** START TEXT PASSAGE **
This book brings together a selection of the best papers from the nineteenth edition of the Forum on specification and Design Languages Conference (FDL), which took place on September 14-16, 2016, in Bremen, Germany. FDL is a well-established international forum devoted to dissemination of research results, practical experiences and new ideas in the application of specification, design and verification languages to the design, modeling and verification of integrated circuits, complex hardware/software embedded systems, and mixed-technology systems.



Knowing Your AMS System’s Limits: System Acceptance Region Exploration by Using Automated Model Refinement and Accelerated Simulation

Virtual prototyping of Analog/Mixed-Signal (AMS) systems is a key concern in modern SoC verification. Achieving first-time right designs is a challenging task: Every relevant functional and non-functional property has to be examined throughout the complete design process. Many faulty designs have been verified carefully before tape out but are still missing at least one low-level effect which arises from interaction between one or more system components. Since these extra-functional effects are often neglected on system level, the design cannot be rectified in early design stages or verified before fabrication. We introduce a method to determine system acceptance regions tackling this challenge: We include extra-functional effects into the system models, and we investigate their behavior with parallel simulations in combination with an accelerated analog simulation scheme. The accelerated simulation approach is based on local linearizations of nonlinear circuits, which result in piecewise-linear systems. High-level simulation speed-up is achieved by avoiding numerical integration and using parallel computing. This approach is fully automated requiring only a circuit netlist. To reduce the overall number of simulations, we use an adaptive sampling algorithm for exploring systems acceptance regions which indicate feasible and critical operating conditions of the AMS system.
** END TEXT PASSAGE **
**CHALLENGES:**
A. Decide whether each statement agrees with the FDL text. Answer yes or no and quote the text's deciding words.
(i) The nineteenth FDL conference took place in Bremen, Germany.
(ii) The accelerated simulation approach needs both a circuit netlist and a hand-written system model.
(iii) Parallel computing is one source of the high-level simulation speed-up.
B. According to the FDL text, what is the accelerated simulation approach based on?
C. The FDL text names the kinds of circuits and systems whose design, modeling and verification are FDL's concern. List all of them.
** START RECORDS SUPPLIED **
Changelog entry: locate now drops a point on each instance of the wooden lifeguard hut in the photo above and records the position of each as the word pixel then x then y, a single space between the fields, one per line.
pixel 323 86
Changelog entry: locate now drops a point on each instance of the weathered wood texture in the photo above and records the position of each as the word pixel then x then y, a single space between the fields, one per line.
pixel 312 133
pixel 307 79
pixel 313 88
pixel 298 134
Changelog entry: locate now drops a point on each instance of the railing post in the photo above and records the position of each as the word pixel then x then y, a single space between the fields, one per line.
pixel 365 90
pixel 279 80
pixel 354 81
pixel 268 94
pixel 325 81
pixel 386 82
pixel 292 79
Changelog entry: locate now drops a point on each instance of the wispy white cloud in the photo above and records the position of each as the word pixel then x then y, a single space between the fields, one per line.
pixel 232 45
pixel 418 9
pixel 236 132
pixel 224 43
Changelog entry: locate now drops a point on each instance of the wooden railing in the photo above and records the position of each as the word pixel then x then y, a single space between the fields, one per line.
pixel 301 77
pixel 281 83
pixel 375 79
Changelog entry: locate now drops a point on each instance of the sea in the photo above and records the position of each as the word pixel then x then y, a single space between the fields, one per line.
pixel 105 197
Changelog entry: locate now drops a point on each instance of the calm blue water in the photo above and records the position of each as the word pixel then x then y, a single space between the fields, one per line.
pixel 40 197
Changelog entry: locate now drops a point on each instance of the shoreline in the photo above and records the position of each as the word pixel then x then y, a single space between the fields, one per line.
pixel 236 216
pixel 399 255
** END RECORDS SUPPLIED **
**THE RESULTS:**
A.
(i) Yes: "which took place on September 14-16, 2016, in Bremen, Germany"
(ii) No: "This approach is fully automated requiring only a circuit netlist."
(iii) Yes: "High-level simulation speed-up is achieved by avoiding numerical integration and using parallel computing."

B. It is based on local linearizations of nonlinear circuits, which result in piecewise-linear systems.

C.
- Integrated circuits
- Complex hardware/software embedded systems
- Mixed-technology systems